Exercise objective
Turn every line of the material below into a Markdown table with two columns, Number and Text. Skip blank lines and leave the pictures out.

++++++++++++++++++++

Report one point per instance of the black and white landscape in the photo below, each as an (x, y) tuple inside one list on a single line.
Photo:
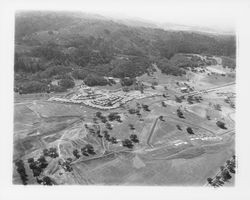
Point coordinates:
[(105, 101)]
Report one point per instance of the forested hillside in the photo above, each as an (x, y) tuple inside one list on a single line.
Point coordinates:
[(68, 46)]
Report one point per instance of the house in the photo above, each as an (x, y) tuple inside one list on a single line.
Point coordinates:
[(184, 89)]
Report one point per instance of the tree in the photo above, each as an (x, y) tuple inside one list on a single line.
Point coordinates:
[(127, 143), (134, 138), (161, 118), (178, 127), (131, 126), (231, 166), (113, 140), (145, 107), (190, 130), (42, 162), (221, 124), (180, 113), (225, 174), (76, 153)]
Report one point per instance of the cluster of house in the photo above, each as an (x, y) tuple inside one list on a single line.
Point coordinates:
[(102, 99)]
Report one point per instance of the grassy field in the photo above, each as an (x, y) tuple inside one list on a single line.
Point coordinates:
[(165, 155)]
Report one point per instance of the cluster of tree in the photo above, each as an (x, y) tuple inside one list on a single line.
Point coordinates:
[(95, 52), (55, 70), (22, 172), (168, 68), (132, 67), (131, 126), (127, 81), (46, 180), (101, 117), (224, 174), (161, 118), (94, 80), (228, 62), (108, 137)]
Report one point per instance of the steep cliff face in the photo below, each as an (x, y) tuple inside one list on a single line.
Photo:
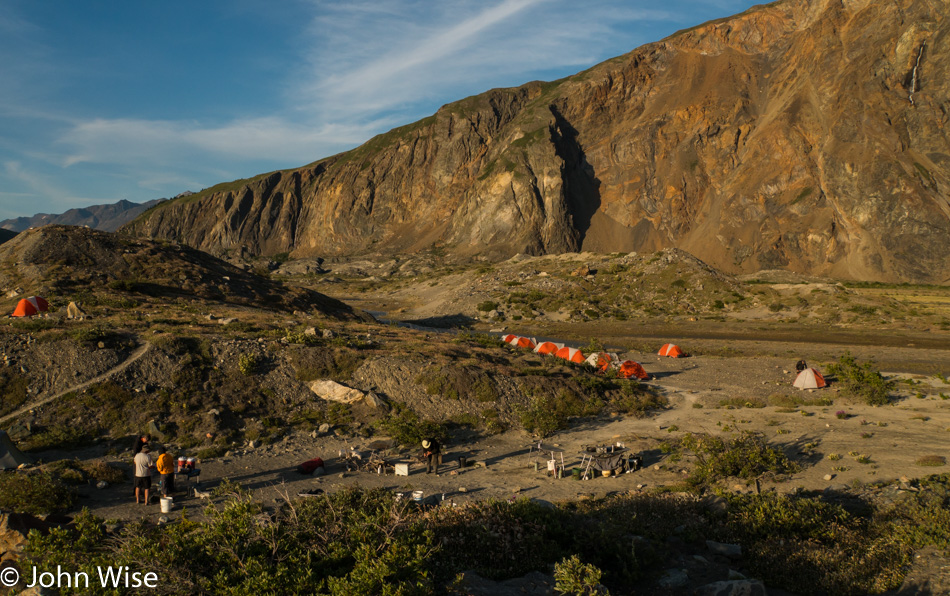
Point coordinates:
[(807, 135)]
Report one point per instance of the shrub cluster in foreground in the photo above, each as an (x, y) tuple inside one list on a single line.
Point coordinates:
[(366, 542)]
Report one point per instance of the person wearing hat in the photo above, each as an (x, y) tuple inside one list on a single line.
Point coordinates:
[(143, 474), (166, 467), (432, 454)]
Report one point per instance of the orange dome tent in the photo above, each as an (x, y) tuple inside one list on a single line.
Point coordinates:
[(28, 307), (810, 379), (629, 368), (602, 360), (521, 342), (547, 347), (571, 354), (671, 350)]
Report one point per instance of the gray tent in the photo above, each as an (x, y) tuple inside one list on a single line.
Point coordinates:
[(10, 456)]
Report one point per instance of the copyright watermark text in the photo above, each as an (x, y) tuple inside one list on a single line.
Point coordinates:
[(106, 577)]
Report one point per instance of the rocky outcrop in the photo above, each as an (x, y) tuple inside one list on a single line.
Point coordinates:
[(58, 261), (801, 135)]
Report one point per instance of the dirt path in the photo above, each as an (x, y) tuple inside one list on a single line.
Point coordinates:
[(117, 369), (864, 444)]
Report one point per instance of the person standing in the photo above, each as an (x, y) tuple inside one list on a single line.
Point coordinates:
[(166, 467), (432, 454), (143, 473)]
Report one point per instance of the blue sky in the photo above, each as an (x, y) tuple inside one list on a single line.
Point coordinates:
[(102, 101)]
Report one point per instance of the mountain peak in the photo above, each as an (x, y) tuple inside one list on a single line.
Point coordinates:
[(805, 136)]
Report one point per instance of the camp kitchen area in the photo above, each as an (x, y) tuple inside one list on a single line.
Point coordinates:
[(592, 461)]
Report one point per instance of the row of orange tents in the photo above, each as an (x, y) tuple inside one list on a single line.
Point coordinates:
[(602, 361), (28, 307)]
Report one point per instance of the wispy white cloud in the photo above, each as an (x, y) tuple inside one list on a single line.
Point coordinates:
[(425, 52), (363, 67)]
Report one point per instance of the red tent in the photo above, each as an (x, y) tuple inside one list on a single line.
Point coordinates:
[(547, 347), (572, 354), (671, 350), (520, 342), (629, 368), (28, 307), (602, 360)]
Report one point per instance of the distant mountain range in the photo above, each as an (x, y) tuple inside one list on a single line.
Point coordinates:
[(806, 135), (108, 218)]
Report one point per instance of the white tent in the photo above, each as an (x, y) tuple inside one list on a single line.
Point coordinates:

++++++++++++++++++++

Complete output
| Number | Text |
|---|---|
| 1 | Report one point per instance of the black and white landscape in the photo below, each as an (x, y) tuple inside one list on a single line. |
| 2 | Photo: |
| 3 | Point coordinates: |
| 4 | [(105, 101)] |
| 5 | Report one point per instance of the forested hillside in the photo above, each as an (x, y) tuple inside one list on a single line. |
| 6 | Point coordinates: |
| 7 | [(68, 46)] |
| 8 | Report one point per instance of the house in the photo above, each as an (x, y) tuple inside one list on a single line. |
| 9 | Point coordinates: |
| 10 | [(184, 89)] |
| 11 | Report one point per instance of the tree in the photo above, each as an (x, y) tuple inside one list on a single line. |
| 12 | Point coordinates: |
| 13 | [(127, 143), (134, 138), (161, 118), (178, 127), (131, 126), (231, 166), (113, 140), (145, 107), (190, 130), (42, 162), (221, 124), (180, 113), (225, 174), (76, 153)] |
| 14 | Report one point per instance of the cluster of house in the photo above, each as an (x, y) tuple inside one list on a single line. |
| 15 | Point coordinates: |
| 16 | [(102, 99)] |
| 17 | Report one point per instance of the grassy field in the photo above, each as an (x, y) tuple inside one list on a single line. |
| 18 | Point coordinates: |
| 19 | [(165, 155)] |
| 20 | Report one point per instance of the cluster of tree in the photo above, each as an (x, y) tuple inside one list on a single line. |
| 21 | Point coordinates: |
| 22 | [(95, 52), (55, 70), (22, 172), (168, 68), (132, 67), (131, 126), (127, 81), (46, 180), (101, 117), (224, 174), (161, 118), (94, 80), (228, 62), (108, 137)] |
| 23 | Report one point per instance of the steep cliff face in the photo below, each as an (x, y) tuple inside one list on a single line. |
| 24 | Photo: |
| 25 | Point coordinates: |
| 26 | [(807, 135)] |
| 27 | Report one point per instance of the shrub cluster in foreground in the photo above, each as an (x, y) tuple inside one list on a single line. |
| 28 | Point coordinates: |
| 29 | [(366, 542)] |
| 30 | Report one point per instance of the person wearing hat in the photo above, each as an (x, y) tuple inside one list on a single line. |
| 31 | Point coordinates: |
| 32 | [(143, 474), (166, 467), (432, 454)] |
| 33 | Report one point per instance of the orange dome tent in the photo above, each as an (x, y) tuple inside one list on a single line. |
| 34 | Point coordinates: |
| 35 | [(28, 307), (810, 379), (629, 368), (602, 360), (521, 342), (547, 347), (571, 354), (671, 350)] |
| 36 | Report one point per instance of the gray tent in the photo above, each as an (x, y) tuple inside one list on a single line. |
| 37 | Point coordinates: |
| 38 | [(10, 456)] |
| 39 | Report one point per instance of the copyright watermark text in the photo above, each as an (x, y) tuple inside one list on a single line. |
| 40 | Point coordinates: |
| 41 | [(106, 577)] |
| 42 | Report one point per instance of the rocky outcrop in the photo above, each as an (x, y) tuple inside one list on a single line. |
| 43 | Point coordinates: |
| 44 | [(58, 261), (801, 135)] |
| 45 | Report one point per instance of the dirt path in the photo above, each as an (x, y) tuple inside one list on a single line. |
| 46 | Point coordinates: |
| 47 | [(117, 369), (864, 444)] |
| 48 | Report one point per instance of the person standing in the photo above, each as an (x, y) tuple inside one list on a single line. |
| 49 | Point coordinates: |
| 50 | [(166, 467), (432, 454), (143, 473)] |
| 51 | Report one point per instance of the blue sky in the photo above, each as an (x, y) tuple inside one list on a single line. |
| 52 | Point coordinates: |
| 53 | [(102, 101)] |
| 54 | Report one point per instance of the mountain peak in the photo above, each as an (x, y) tuple inside one list on a single line. |
| 55 | Point coordinates: |
| 56 | [(805, 136)] |
| 57 | Report one point per instance of the camp kitchen area in the photo above, each as an (x, y) tuple inside one list on a single line. |
| 58 | Point coordinates: |
| 59 | [(592, 461)] |
| 60 | Report one point per instance of the row of orange tents in the photo above, each as an (x, y) tuple inside one list on a single line. |
| 61 | Point coordinates: |
| 62 | [(602, 361), (28, 307)] |
| 63 | Report one point per instance of the wispy white cloud in the photo above, each as an (x, y) tuple inside one list on a single line. |
| 64 | Point coordinates: |
| 65 | [(425, 52), (363, 67)] |
| 66 | Report one point per instance of the red tent in the photo above, each as an (x, y) tuple inside one list on a single line. |
| 67 | Point coordinates: |
| 68 | [(547, 347), (572, 354), (671, 350), (520, 342), (629, 368), (28, 307), (602, 360)] |
| 69 | Report one point per instance of the distant mountain range in the photo above, each as an (x, y) tuple inside one list on a single line. |
| 70 | Point coordinates: |
| 71 | [(806, 135), (108, 218)] |
| 72 | Report one point per instance of the white tent in the photo above, each as an (x, y) tuple inside one list on a single line. |
| 73 | Point coordinates: |